DESCRIPTION OF THE TASK: In the records below, one line contains "# holes follow the even-odd rule". Print that line and every line after it exactly, down to the final one.

RAW DATA:
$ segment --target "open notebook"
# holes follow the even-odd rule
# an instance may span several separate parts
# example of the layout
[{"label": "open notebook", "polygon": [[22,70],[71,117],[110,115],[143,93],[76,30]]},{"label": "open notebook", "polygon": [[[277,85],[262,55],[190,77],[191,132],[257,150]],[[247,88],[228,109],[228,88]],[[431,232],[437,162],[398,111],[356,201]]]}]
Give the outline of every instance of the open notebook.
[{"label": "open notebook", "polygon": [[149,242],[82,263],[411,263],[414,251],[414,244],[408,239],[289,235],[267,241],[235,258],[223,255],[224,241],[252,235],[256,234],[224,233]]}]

ANSWER SECTION:
# holes follow the even-odd rule
# an instance may span several separate parts
# example of the layout
[{"label": "open notebook", "polygon": [[22,70],[71,117],[110,115],[143,93],[76,30]]},{"label": "open notebook", "polygon": [[[277,85],[262,55],[190,77],[191,132],[257,150]],[[247,88],[228,109],[228,88]],[[431,232],[437,162],[398,111],[356,201]]]}]
Give the outline of every instance of the open notebook.
[{"label": "open notebook", "polygon": [[149,242],[82,263],[411,263],[414,251],[414,244],[408,239],[289,235],[267,241],[235,258],[223,255],[224,241],[252,235],[256,234],[224,233]]}]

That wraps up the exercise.